GIVEN REQUEST 1:
Return the passage of the brake caliper post that begins at the words "Is it worth" and stops after the words "a low metallic..", copied exactly.

Is it worth it to do a 6 pot front brake caliper conversion? I’ve been debating this for a while, since I stuck to the OEM Brembo GM factory brake rotors and pads. I forget exactly what material the factory Brembo GM rotors and pads were. Aren’t the factory Brembo GM bone stock brake rotors (similar to the bone stock 5th gen Camaro SS ones) made from some sort of material, one that complements the use of the factory brake pads? I know there’s other Brembo brake pads that are ceramic or a low metallic..

Anyways, I wasn’t planning to shell out lots of dough for a OEM, brand name brake calipers, let alone some nice 2-piece brake rotors. I was planning to just cheap out on some generic (refurbished?) 09-13 Cadillac CTS-V front brake calipers, and some random solid front brake rotors. For the brake pads, I wasn’t gonna cheap out all the way, but I was probably going to settle for some cheaper Brembo semi-metallic or low metallic brake pads. The OEM Brembo GM front brake pads, similar to the factory ones for the 5th gen Camaro SS, were like $200+ a set.

ENTRIES SHOWN:

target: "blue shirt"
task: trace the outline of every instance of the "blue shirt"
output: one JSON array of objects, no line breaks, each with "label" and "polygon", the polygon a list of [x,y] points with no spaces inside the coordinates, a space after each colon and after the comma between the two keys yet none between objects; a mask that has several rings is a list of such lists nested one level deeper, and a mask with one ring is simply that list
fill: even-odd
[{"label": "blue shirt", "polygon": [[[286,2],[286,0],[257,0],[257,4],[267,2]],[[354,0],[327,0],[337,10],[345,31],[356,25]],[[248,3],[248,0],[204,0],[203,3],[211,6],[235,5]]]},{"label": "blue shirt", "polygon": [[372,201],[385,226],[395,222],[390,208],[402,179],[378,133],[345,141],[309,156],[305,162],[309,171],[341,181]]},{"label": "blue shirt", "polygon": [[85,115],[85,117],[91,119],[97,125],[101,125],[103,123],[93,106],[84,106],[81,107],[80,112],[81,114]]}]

GIVEN REQUEST 2:
Recast the lines of the records as a JSON list of strings, one string per line and blank lines left out, beginning at the first line of the records and stopping after the line that contains "task: trace the".

OUTPUT 1:
Is it worth it to do a 6 pot front brake caliper conversion? I’ve been debating this for a while, since I stuck to the OEM Brembo GM factory brake rotors and pads. I forget exactly what material the factory Brembo GM rotors and pads were. Aren’t the factory Brembo GM bone stock brake rotors (similar to the bone stock 5th gen Camaro SS ones) made from some sort of material, one that complements the use of the factory brake pads? I know there’s other Brembo brake pads that are ceramic or a low metallic..

OUTPUT 2:
[
  "target: \"blue shirt\"",
  "task: trace the outline of every instance of the \"blue shirt\""
]